In the Fair and Effective Markets Review Final Report of June 2015 ("FEMR"), published by HM Treasury, the Bank of England, and the Financial Conduct Authority, it is suggested that:
“...increased public awareness of firms' conduct --both good and bad-- may...help to align incentives of executives, shareholders and other investors, not least by bringing competitive pressure to bear. Currently, there are challenges in collating data on fines in a consistent way. Fines are published in different ways by different regulators, and firms are under no obligation to disclose conduct costs, often aggregating fines with other legal costs in their annual reports. Greater clarity in reporting by firms would help shareholders monitor progress on conduct issues.” (p.72) (our emphasis)

## Written request 1
Answer the following from the FEMR excerpt.
(a) Which three bodies published the Fair and Effective Markets Review Final Report?
(b) With what do firms often aggregate fines in their annual reports?
(c) On which page of the report does the quoted passage appear?
## Written request 2
Sum up the FEMR excerpt in two sentences.

## Data excerpt
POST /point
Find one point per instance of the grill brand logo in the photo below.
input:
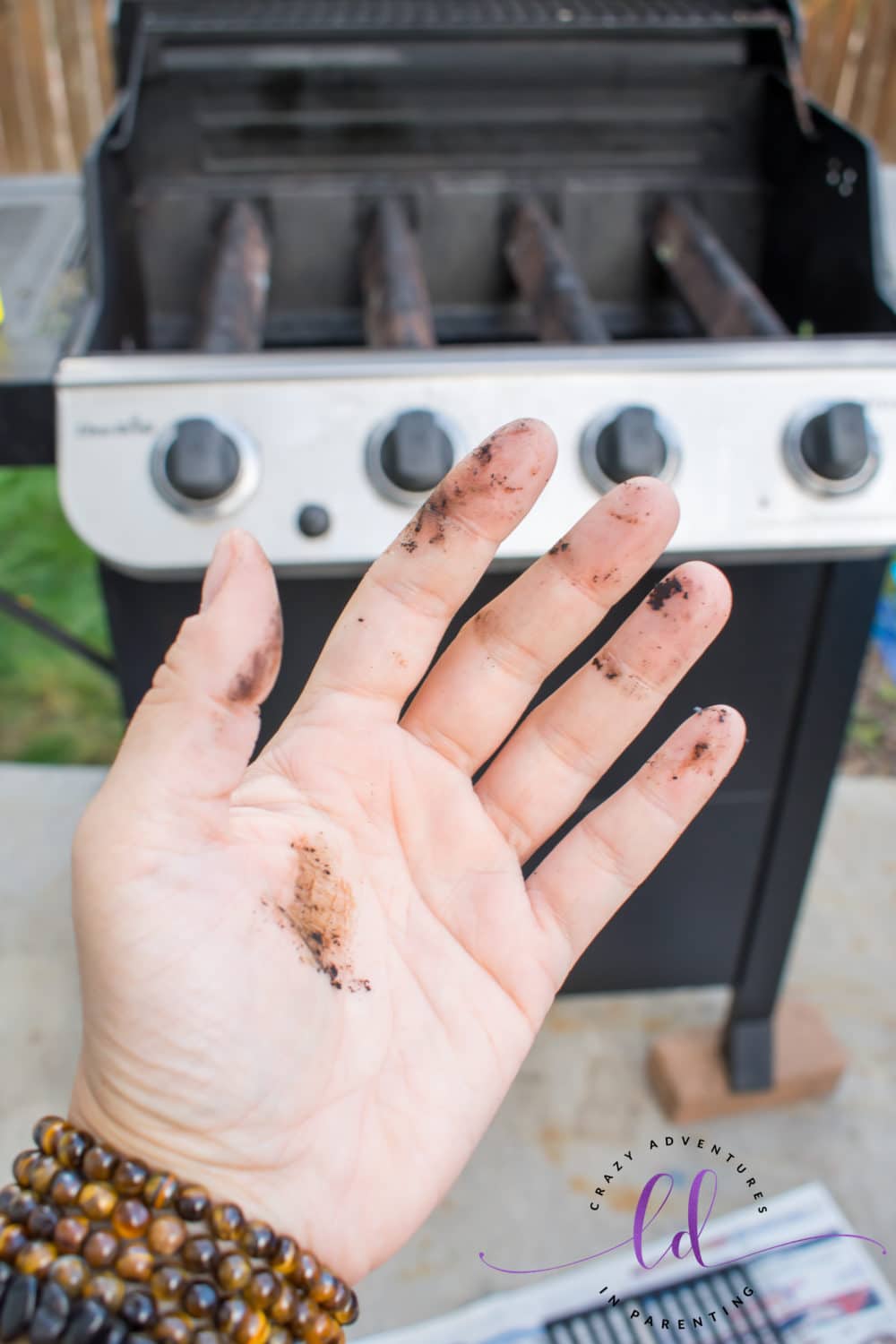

## Correct result 1
(a) HM Treasury, the Bank of England, and the Financial Conduct Authority.
(b) Other legal costs.
(c) Page 72.

## Correct result 2
The June 2015 Fair and Effective Markets Review Final Report, published by HM Treasury, the Bank of England, and the Financial Conduct Authority, suggests that increased public awareness of firms' conduct may help align the incentives of executives, shareholders and other investors. It notes that collating data on fines consistently is difficult because regulators publish fines in different ways and firms are not obliged to disclose conduct costs, and it states that greater clarity in firms' reporting would help shareholders monitor progress on conduct issues.